The problem
The required output is the line that contains "point_to(query) locates a point on each instance of the finnair" plus every line after it in the listing below, copied exactly as it appears.

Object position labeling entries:
+ + +
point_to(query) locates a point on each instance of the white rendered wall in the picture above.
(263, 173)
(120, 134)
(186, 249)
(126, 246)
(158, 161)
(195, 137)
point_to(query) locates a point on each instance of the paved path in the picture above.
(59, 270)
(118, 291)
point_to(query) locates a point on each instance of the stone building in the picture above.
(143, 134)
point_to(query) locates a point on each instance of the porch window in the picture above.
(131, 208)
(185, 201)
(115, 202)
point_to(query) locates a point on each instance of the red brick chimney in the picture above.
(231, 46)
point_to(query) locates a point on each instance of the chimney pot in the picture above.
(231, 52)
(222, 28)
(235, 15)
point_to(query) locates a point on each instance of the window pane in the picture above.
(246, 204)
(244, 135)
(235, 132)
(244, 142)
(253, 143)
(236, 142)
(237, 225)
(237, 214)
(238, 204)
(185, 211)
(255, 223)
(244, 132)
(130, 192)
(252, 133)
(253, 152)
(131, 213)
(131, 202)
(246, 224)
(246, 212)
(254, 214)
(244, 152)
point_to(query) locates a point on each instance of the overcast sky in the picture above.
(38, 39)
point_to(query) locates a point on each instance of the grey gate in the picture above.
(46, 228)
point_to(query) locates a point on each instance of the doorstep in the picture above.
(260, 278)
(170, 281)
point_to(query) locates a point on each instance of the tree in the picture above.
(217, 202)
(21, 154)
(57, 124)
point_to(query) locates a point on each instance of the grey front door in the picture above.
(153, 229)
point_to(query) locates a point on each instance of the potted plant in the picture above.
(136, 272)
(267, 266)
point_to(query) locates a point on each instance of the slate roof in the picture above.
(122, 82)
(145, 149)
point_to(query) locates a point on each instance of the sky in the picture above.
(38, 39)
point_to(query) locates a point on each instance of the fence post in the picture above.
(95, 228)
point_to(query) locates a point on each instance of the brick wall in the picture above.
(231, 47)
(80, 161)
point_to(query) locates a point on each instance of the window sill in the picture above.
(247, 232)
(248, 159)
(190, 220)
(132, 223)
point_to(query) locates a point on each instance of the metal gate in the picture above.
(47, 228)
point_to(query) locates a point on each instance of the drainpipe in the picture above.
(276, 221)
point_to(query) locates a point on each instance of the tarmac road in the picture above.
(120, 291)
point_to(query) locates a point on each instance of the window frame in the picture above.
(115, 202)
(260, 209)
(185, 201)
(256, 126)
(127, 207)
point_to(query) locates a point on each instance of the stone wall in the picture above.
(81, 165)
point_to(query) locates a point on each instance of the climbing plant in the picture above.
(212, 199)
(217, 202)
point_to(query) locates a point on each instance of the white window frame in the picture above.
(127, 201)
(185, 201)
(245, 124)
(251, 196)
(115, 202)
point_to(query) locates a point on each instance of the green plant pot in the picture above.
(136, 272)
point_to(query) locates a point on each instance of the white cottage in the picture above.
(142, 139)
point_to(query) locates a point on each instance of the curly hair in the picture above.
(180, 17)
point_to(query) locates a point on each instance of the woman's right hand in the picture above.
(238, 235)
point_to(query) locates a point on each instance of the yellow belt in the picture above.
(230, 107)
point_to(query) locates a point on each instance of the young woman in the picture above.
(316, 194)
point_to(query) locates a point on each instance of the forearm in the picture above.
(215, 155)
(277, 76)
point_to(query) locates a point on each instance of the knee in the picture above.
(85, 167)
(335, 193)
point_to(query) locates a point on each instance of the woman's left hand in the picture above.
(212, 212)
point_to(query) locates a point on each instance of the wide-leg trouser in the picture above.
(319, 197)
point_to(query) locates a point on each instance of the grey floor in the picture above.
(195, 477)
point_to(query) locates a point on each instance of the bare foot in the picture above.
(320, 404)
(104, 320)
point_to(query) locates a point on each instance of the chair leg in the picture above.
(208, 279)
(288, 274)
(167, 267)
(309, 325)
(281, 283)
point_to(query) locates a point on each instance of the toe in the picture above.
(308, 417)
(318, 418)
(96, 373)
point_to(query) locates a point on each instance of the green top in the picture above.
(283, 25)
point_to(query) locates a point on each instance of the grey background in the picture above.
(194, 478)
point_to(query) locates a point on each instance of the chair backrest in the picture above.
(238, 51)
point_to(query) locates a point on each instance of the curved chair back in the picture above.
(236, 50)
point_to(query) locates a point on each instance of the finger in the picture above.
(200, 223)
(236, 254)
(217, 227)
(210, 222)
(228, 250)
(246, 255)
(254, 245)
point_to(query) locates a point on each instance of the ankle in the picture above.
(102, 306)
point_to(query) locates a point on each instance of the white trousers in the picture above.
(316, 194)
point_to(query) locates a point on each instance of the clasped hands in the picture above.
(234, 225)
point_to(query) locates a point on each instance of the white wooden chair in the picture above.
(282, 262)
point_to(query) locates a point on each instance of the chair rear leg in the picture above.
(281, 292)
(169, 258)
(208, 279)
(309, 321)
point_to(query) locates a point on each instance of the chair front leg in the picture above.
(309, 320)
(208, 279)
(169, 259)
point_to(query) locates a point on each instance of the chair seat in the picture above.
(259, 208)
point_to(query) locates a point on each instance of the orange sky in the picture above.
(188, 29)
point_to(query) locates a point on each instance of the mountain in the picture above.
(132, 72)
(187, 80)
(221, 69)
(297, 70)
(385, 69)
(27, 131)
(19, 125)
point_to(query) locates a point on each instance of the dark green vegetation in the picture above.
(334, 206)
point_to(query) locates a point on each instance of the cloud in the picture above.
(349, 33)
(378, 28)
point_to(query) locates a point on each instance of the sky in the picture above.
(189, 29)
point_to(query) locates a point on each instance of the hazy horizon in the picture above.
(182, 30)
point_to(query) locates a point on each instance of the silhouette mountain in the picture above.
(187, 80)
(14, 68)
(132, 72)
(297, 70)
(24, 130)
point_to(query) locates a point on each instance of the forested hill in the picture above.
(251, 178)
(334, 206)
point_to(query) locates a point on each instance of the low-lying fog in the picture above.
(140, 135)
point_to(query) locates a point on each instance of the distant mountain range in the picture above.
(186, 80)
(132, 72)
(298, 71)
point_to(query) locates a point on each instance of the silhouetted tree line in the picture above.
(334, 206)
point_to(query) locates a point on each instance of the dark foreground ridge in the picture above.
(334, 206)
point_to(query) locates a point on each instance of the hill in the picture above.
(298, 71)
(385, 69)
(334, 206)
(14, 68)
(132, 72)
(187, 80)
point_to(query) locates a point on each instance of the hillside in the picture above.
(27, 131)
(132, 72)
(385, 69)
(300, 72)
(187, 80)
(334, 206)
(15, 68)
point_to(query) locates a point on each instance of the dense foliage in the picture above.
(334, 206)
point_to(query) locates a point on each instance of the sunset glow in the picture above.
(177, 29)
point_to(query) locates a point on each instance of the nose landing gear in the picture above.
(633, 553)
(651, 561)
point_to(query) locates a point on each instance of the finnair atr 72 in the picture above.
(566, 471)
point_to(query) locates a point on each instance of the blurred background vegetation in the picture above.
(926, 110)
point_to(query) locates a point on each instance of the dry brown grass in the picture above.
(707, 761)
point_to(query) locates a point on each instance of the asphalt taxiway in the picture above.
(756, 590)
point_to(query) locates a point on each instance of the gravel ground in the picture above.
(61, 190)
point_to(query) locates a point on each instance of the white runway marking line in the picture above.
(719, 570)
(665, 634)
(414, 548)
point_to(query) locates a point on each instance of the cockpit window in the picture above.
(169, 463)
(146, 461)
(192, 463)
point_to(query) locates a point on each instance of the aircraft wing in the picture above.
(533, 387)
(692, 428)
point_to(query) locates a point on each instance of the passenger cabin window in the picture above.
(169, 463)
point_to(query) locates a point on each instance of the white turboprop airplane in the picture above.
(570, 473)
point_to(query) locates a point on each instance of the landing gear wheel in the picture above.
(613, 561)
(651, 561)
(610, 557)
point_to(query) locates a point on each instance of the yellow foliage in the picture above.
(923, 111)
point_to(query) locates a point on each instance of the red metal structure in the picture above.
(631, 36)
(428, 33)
+ + +
Result of the task
point_to(query) locates a point on each instance of the finnair atr 72 in the picture above.
(566, 471)
point_to(query) locates a point on each instance of the blurred background vegetation in the picture above.
(926, 110)
point_to(query) locates a point on each instance of the dry brown grass in the picture above.
(707, 761)
point_to(query) locates a point on each instance of the asphalt taxiway in the picture above.
(756, 590)
point_to(query) locates a point on each instance of the gravel ground in the picture above.
(61, 190)
point_to(query) locates a point on each instance of the white runway marking line in the picture above.
(719, 570)
(665, 634)
(414, 548)
point_to(query) locates a point on each instance of the cockpit window in the picture above.
(169, 463)
(146, 461)
(192, 463)
point_to(query) locates a point on each instance of the aircraft wing in the picture above.
(533, 387)
(692, 428)
point_to(query) locates a point on each instance of the passenger cabin window in the picture above.
(169, 463)
point_to(query) locates a point on each instance of the white turboprop airplane in the picture above.
(570, 473)
point_to(query) locates a point on each instance of the landing gear wheel in the picture above.
(613, 561)
(651, 561)
(610, 557)
point_to(query) locates a point on each instance of the yellow foliage in the picture above.
(923, 111)
point_to(query) locates a point on each instance of the red metal structure in the picture above.
(631, 36)
(428, 33)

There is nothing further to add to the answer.